Text section
▼

First, you want a .38 caliber cleaning kit and a screwdriver that fits the screws. A screwdriver set an be purchased from Brownells at: www.brownells.com

Note that there is a small screw at the front of the sideplate. Carefully remove it and put it in a container so it doesn't get lost.

Unlatch and open the cylinder. At this point you can slide it and the yoke forward and off of the frame.

Pull the yoke forward and off of the cylinder assembly.

You can now use your cleaning rod and brush to scrub out the chambers and bore. Follow with patches and solvent, and then lightly oil.

Put some solvent on a small piece of cloth and wipe off the exterior surfaces. Pay particular attention to the back of the barrel, under the topstrap, and around the breech face, Also wipe off the exterior surfaces of the cylinder and yoke.

Cock the hammer, put 2 drops of oil down into the slot (and no more) and double-action it a few times to spread the oil.

Put a drop of oil on the yoke barrel, spread it around, and slide it back onto the cylinder.

Slide the cylinder assembly and yoke back onto the frame and replace the screw you removed.

Rub all of the exterior surfaces with a lightly oiled rag, dry any access, and you're done.

No, you don't have to remove the sideplate simply to clean the revolver.
 
I'll second Old Fluff's advice, and add a few suggestions.

It's worthwhile to let the cylinder soak in a small jar of your favorite cleaning solution while you clean the frame and barrel: it makes cleaning the cylinder bores and face of the cylinder a lot easier.

I always remove the stocks from any gun I'm cleaning: some solvents are injurious to wood finishes, and some aren't. Easier not to find out which is which the proverbial "hard way."

Nothing beats a Lewis lead remover. Visit http://www.brownells.com for all the facts.

Every fourth or fifth trip to the range, I remove the side plate, strip the revolver all the way down to the frame, clean everything, oil it, reassemble it, and make sure it's working entirely correctly. I'm reasonably sure Brownells carries Jerry Kuhnhausen's The S & W Revolver; a shop manual. It's well worth the modest cost. My advice to revolver newbies is never even to think about disassembling a Smith & Wesson revolver without a copy of this book.

▲

Task
Please list the spots the revolver-cleaning guide says deserve particular attention when wiping the exterior surfaces with solvent. The material that follows has nothing to do with the revolver-cleaning guide.

Source data
▼

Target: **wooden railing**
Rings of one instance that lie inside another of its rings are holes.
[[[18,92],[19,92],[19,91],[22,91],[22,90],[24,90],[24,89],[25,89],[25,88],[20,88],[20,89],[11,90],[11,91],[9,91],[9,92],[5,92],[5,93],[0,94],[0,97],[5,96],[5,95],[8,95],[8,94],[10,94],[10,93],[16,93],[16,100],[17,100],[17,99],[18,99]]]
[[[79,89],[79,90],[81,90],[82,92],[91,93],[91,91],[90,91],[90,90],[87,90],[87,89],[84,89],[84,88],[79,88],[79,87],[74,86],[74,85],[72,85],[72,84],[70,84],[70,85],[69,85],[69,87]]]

▲

Result of the task
- The back of the barrel
- Under the topstrap
- Around the breech face